EXCERPT PROVIDED:
---------------

We examine the effects of nitrite repletion on mitochondrial function, reperfusion ROS generation, organ function and survival in a 12-minute mouse cardiac arrest model. Cardiac arrest results in systemic nitrite depletion and low dose nitrite replacement (therapy with 50 nmol) at CPR initiation repletes these levels to near baseline and increases cardiac S-nitrothiols. Therapeutic nitrite repletion and S-nitrosation in heart is associated with transient, reversible inhibition of complex I reducing mitochondrial reperfusion ROS generation and oxidative injury. Nitrite improved pulmonary gas exchange, cardiac contractility and survival with a suggestion of neuroprotection.
Moderate NO reperfusion therapy is known to be protective29
but NO formation is limited by NO synthase’s dependence on oxygen and reduced substrates30
. Nitrite acts as a reservoir for NO during ischemia and nitrite reduction generates NO through NOS-independent pathways 6, 31, 32
. We demonstrate that global ischemia depletes nitrite systemically reducing its availability to act as a reperfusion NO source. This profound depletion with brief global ischemia was surprising but not unprecedented13
and explains why our nitrite dose did not achieve the “optimal” plasma levels (11.9 μM) noted after focal ischemia8
. Nitrite repletion early in reperfusion provides a NOS-independent source of NO to ischemic tissues.

---------------

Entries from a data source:
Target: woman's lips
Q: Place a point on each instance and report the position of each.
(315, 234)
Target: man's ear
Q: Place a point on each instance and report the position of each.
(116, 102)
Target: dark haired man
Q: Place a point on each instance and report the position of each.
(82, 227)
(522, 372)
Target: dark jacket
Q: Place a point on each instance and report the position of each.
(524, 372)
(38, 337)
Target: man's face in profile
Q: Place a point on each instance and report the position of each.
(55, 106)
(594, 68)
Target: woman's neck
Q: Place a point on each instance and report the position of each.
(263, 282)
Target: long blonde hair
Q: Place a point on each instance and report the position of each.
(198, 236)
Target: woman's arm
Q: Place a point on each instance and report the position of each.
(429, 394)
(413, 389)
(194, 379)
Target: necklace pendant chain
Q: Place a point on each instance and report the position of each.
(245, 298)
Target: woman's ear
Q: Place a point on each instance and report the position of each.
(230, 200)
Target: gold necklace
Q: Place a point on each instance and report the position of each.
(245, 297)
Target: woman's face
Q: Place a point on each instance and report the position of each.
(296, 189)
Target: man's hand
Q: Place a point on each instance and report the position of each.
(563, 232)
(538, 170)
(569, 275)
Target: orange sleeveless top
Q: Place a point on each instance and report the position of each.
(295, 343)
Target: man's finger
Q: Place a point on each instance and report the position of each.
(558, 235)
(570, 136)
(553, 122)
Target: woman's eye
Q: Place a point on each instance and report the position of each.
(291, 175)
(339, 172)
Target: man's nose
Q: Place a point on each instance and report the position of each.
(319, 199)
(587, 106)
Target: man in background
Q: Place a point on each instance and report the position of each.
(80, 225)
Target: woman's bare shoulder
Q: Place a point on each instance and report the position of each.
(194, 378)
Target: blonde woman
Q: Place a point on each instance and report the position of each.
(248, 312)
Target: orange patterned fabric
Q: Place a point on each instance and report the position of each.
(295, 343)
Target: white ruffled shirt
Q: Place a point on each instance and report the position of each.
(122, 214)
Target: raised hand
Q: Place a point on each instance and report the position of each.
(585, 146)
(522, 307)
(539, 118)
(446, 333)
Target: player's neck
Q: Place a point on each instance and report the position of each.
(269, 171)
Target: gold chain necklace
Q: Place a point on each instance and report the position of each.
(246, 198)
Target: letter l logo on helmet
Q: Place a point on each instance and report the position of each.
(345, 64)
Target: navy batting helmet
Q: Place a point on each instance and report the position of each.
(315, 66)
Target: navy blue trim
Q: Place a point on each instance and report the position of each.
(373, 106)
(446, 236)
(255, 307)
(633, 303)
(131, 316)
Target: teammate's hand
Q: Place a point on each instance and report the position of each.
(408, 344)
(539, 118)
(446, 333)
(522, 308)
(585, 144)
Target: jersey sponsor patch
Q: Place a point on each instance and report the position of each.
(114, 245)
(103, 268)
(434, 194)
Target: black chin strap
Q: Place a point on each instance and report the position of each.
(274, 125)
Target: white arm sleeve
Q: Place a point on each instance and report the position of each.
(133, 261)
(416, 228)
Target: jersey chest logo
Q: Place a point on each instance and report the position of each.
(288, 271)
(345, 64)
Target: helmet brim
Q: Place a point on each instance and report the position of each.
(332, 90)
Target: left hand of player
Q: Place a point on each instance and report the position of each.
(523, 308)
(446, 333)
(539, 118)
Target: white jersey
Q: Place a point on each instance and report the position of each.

---------------

ASSIGNMENT 1: In the excerpt on nitrite therapy after cardiac arrest, what dose of nitrite was given at the start of CPR?
ASSIGNMENT 2: Continue the excerpt on nitrite therapy after cardiac arrest from its final sentence.

TASK RESULT 1: A low dose of 50 nmol.

TASK RESULT 2:
Mitochondrial complexes I and III are major sources of pathological reperfusion ROS 33
and transient, reversible inhibition of complex I has been proposed as a mechanism to achieve cardioprotection34–36
. The protective effects of complex I inhibition have been described for nitrite23
, S-nitrosothiol donors28
and observed during classical ischemic preconditioning25
. Complex I has numerous cysteine residues available for S-nitrosation with resultant inhibition of electron flow37, 38
. Nadtochiy and colleagues S-nitrosated complex I in cardiomyocytes and isolated heart using S-nitroso-2-mercaptopropionyl glycine with associated reduction in ROS production and improved cardiac contractility after ischemia-reperfusion28
. Similar to our findings, these authors noted reversal of S-nitrosation and complex I inhibition 30 minutes after ischemia. Shiva and colleagues provided the first evidence that nitrite S-nitrosates complex I and reduces ROS production in liver mitochondria after in vitro
though inhibition persisted for 5 hours and was bypassed via complex II. Sun and colleagues have shown complex I to be one of several proteins S-nitrosated in cardioprotective ischemic preconditioning 25
Nitrite therapy is complex I specific based on the lack of effects using succinate. Complex I efficiency is uneffected therefore this isn’t due to complex I damage. Complex I inhibition is reversible based on restored oxygen and NADH consumption and ATP generation by 60 minutes. The increase in complex I oxygen consumption with placebo in the absence of increased NADH oxidation implies pathological oxygen consumption to form ROS rather than ATP which is prevented with nitrite. Based on our ROS and aconitase data, nitrite is an antioxidant. This mechanism complements prior observations of reduced tissue nitrotyrosine staining9, 39
, lipid peroxidation9
and superoxide production9
with nitrite therapy.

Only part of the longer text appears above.